▶ **Your task**
For this exercise, reproduce only the lines from the one holding "Q: Point out each instance of the blurred" through the final line of the data below, exactly, and omit pictures.

▶ **Study material**
*** Block opens ***

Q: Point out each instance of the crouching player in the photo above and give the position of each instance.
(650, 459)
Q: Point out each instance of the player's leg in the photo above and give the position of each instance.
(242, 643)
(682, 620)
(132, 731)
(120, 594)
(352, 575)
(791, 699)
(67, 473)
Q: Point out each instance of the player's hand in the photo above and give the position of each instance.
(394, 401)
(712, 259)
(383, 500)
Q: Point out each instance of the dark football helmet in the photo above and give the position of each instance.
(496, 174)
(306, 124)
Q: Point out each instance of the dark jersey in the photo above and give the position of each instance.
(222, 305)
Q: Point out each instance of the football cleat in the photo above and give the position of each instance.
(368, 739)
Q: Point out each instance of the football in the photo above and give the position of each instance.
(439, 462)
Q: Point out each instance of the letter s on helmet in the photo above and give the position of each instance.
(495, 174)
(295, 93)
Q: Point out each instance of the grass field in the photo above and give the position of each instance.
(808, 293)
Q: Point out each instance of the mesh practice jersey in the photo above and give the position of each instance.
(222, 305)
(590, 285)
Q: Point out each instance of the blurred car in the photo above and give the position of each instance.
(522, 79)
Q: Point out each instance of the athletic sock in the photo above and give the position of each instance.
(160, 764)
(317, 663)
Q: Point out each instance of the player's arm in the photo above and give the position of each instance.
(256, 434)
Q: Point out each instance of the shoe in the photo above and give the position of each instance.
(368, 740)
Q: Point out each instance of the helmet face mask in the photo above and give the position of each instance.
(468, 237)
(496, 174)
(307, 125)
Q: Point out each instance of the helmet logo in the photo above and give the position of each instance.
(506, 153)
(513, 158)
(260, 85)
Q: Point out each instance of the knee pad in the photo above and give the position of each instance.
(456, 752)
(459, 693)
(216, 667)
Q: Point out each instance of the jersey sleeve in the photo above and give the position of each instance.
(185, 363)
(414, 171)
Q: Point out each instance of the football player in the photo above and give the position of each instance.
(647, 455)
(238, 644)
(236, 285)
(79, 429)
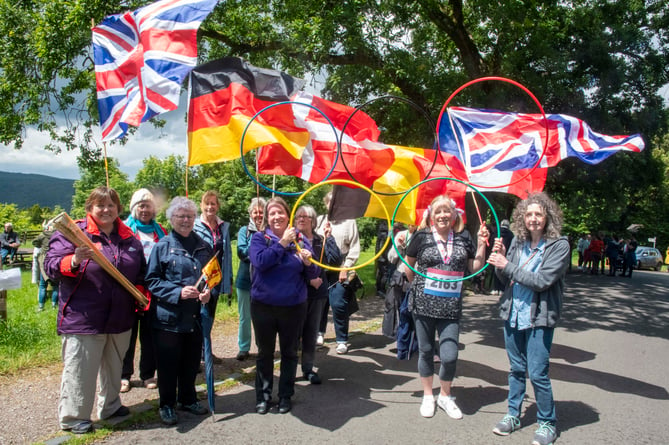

*** Block closes ***

▶ **Written answer**
Q: Point out each instance of the blurred car in the photo above and give the position of each instance.
(522, 79)
Q: Point out each instance of the athletic sock in the photo above and give the position of each instance.
(160, 764)
(317, 663)
Q: Point out each instance of the player's arm in the photo above and give the position of each instance.
(256, 434)
Q: Point out each instance of the shoe in the photo above and give the position of each instance.
(368, 740)
Q: Point out each instance of the helmet face mask in the photo above and give the position of each instance.
(468, 237)
(496, 174)
(307, 125)
Q: Point out each instance of the helmet logo in the photo above and give the position of each instance.
(506, 153)
(513, 158)
(260, 85)
Q: Point out each instance of the knee pad in the photo above and give the position of each instance.
(456, 752)
(459, 693)
(216, 667)
Q: Point out each instance of the jersey sleeve in the photo above and give the position of each instance.
(185, 363)
(414, 171)
Q: Point out each instance of the football player in the photo above and give the position of each instance.
(647, 455)
(238, 644)
(236, 285)
(79, 429)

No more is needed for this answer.